** WHAT NEEDS TO BE DONE **
Pictures within the data are to be left out; everything else must be reproduced exactly.

## Begin

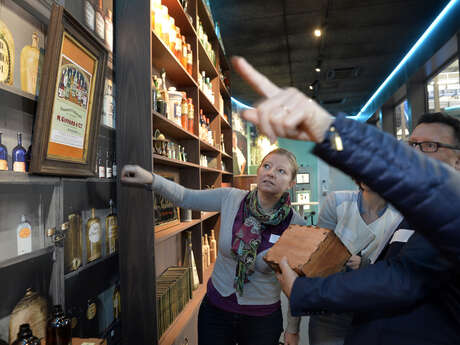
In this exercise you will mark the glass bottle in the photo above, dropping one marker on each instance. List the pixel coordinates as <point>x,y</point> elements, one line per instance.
<point>212,247</point>
<point>24,236</point>
<point>116,298</point>
<point>111,231</point>
<point>3,155</point>
<point>172,34</point>
<point>72,243</point>
<point>93,237</point>
<point>6,55</point>
<point>184,111</point>
<point>190,125</point>
<point>29,66</point>
<point>184,59</point>
<point>100,165</point>
<point>19,156</point>
<point>189,261</point>
<point>89,14</point>
<point>109,29</point>
<point>108,166</point>
<point>25,336</point>
<point>189,59</point>
<point>114,165</point>
<point>165,25</point>
<point>100,22</point>
<point>58,330</point>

## End

** TASK ANSWER **
In this exercise you will mark the glass bottle in the photo above, dropping one marker on each instance. List the pixel coordinates as <point>x,y</point> elements, one line per instance.
<point>212,247</point>
<point>24,236</point>
<point>116,298</point>
<point>111,231</point>
<point>3,155</point>
<point>172,34</point>
<point>72,243</point>
<point>93,237</point>
<point>6,55</point>
<point>184,111</point>
<point>190,125</point>
<point>29,66</point>
<point>184,59</point>
<point>100,165</point>
<point>19,156</point>
<point>189,261</point>
<point>89,14</point>
<point>109,29</point>
<point>108,166</point>
<point>25,336</point>
<point>189,59</point>
<point>114,165</point>
<point>165,25</point>
<point>100,22</point>
<point>58,330</point>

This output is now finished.